[Questions on the material]
1 – Condense the paragraph of the striate piddock text that begins "Martesia striata, known as the striate piddock" into a short bulleted list, keeping its main facts.
2 – Pick up the striate piddock text after its final sentence and continue writing it.

[Selected excerpt]

Martesia striata, known as the striate piddock, is a species of bivalve belonging to the family Pholadidae known for boring into wood, including that of boats and dock pilings.

== Description ==
M. striata has a relatively large for the genus Martesia that is colored yellow and white. The shell is wedged shaped with a rounded posterior and pointed anterior. The posterior end appears wrinkled and has a thin periostracum. The anterior end is made of sigmoid ridges that radiate from the umbo. The shell is about 30 mm long and 14.5 mm heigh.

== Distribution ==
The species has an almost cosmopolitan distribution, being found from tropical to temperate latitudes but not at the poles.

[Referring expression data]

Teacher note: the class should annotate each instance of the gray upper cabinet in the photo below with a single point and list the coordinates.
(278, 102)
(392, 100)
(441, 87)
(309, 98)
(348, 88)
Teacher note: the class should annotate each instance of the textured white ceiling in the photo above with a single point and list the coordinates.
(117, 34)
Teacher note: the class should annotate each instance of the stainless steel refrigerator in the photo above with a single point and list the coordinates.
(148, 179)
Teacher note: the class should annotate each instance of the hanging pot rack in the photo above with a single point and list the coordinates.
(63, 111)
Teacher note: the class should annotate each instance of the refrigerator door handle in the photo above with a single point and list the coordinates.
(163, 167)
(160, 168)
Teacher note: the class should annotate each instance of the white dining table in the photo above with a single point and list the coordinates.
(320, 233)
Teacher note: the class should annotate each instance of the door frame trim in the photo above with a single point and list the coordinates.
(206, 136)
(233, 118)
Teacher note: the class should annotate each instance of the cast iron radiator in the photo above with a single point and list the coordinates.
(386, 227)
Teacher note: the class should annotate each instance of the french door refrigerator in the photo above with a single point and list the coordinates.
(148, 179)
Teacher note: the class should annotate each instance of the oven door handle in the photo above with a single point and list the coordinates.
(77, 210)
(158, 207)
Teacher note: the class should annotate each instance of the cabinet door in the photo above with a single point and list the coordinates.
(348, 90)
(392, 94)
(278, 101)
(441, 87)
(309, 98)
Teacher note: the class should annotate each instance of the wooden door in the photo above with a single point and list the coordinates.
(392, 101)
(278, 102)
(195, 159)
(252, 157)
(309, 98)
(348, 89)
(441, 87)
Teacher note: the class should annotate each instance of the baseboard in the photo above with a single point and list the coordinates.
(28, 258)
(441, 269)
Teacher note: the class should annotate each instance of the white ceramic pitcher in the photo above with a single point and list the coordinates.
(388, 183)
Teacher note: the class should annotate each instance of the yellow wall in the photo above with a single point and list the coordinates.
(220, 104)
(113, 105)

[Responses]
1 –
- Scientific name: Martesia striata; common name: striate piddock
- A bivalve species in the family Pholadidae
- Bores into wood, including boats and dock pilings

2 –
== Ecology ==
M. striata bores into surfaces to create tunnels to live in. Most often the piddock bores in wood, especially that of boats and dock pilings, but they have also been known to bore into pipes made of acrylonitrile butadiene styrene (ABS). The boring process starts by the piddock first moving to the base of the burrow. Once there, M. striata causes abrasion to the surface through by contracting its shell with its abductor muscle. In regions with a monsoon season, the piddock reduces boring activity during the monsoon season as it lines up with their gonad activation. Larval M. striata have a low tolerance for low salinity causing this pattern.